(Natural language region descriptions)
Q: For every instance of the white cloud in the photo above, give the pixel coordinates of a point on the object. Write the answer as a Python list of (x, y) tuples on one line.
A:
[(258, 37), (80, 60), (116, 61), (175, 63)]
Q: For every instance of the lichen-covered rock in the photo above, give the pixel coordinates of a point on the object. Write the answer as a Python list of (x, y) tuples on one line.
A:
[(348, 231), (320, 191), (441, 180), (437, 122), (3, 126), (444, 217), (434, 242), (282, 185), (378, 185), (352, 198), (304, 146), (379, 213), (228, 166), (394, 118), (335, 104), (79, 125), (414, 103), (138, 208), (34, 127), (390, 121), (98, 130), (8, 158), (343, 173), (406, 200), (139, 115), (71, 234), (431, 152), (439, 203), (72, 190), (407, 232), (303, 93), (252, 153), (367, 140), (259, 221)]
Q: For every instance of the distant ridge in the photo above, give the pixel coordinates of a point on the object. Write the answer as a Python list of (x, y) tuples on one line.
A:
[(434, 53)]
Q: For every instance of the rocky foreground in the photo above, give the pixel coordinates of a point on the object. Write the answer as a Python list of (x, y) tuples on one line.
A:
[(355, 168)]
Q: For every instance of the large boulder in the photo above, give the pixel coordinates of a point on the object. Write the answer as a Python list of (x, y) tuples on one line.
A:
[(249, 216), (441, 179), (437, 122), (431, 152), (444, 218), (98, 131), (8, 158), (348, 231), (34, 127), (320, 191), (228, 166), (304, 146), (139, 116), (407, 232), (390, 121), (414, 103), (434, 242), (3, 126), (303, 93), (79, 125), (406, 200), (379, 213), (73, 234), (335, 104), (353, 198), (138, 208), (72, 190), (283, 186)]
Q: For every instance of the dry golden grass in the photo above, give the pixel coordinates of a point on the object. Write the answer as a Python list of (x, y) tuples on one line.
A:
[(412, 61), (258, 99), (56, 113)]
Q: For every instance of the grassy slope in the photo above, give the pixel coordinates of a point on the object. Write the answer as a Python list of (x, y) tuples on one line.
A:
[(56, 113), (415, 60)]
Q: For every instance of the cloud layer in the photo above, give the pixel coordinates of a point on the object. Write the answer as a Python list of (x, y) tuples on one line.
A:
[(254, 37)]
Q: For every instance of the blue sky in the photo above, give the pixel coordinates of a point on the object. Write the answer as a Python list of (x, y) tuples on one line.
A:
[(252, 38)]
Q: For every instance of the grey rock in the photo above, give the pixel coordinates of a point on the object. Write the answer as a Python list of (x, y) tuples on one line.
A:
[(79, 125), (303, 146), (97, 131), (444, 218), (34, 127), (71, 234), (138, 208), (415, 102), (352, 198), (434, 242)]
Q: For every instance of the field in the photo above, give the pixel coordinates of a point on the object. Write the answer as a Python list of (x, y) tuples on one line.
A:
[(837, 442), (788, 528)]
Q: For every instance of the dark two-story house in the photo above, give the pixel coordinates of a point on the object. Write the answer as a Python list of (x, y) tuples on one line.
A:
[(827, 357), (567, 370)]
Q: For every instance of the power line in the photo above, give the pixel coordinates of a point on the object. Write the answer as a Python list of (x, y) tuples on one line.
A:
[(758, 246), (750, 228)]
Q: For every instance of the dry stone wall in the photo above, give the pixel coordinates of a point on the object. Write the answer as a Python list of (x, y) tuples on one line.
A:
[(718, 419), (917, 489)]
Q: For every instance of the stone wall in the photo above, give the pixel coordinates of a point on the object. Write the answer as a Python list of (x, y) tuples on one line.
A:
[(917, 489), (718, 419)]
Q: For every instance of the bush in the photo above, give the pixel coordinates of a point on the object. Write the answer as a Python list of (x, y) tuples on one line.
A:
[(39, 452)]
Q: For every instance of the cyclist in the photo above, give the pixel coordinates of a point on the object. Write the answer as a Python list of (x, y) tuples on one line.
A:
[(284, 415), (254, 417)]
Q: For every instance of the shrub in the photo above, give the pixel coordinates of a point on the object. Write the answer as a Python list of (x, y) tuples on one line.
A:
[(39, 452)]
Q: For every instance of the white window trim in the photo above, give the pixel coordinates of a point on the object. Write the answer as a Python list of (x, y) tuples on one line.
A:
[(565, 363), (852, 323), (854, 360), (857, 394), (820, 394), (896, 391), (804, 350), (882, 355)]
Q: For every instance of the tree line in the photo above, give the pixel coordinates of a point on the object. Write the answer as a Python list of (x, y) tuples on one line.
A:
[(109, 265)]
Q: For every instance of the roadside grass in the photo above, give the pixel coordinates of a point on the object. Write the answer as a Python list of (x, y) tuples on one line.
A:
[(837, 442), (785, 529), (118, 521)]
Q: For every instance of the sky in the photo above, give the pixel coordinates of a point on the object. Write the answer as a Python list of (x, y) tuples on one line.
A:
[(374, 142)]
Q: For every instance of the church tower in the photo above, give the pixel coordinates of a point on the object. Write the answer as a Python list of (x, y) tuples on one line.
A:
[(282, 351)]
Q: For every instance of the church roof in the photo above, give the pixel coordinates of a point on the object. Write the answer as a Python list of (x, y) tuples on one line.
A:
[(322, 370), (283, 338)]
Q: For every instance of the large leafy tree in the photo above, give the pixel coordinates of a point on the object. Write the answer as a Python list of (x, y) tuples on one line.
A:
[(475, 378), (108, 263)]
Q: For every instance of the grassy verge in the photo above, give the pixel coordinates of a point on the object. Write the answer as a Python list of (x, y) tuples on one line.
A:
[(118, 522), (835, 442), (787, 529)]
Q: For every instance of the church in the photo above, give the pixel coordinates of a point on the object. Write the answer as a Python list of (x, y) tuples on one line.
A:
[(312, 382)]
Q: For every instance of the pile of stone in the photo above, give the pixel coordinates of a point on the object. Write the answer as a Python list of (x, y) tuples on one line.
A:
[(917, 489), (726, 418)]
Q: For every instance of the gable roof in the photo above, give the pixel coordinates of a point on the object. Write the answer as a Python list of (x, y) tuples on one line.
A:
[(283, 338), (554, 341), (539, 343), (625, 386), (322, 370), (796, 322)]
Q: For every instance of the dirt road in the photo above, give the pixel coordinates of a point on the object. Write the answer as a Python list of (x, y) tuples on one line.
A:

▸ Task description:
Looking through the data above, copy out each line in which the string "stone" occurs.

▸ Your response:
Q: For every instance of the dry stone wall in the photo above, give the pixel coordinates of a point on the object. Write the answer as a Python list of (x, y) tuples on one line.
Q: For every instance of the stone wall in the photo above, give the pixel coordinates of a point on the object. Write the answer as a Python list of (x, y) tuples on one line.
Q: For every instance of the pile of stone in the photo above, give the pixel coordinates of a point on the object. Write the answer as a Python list of (x, y) tuples on one line.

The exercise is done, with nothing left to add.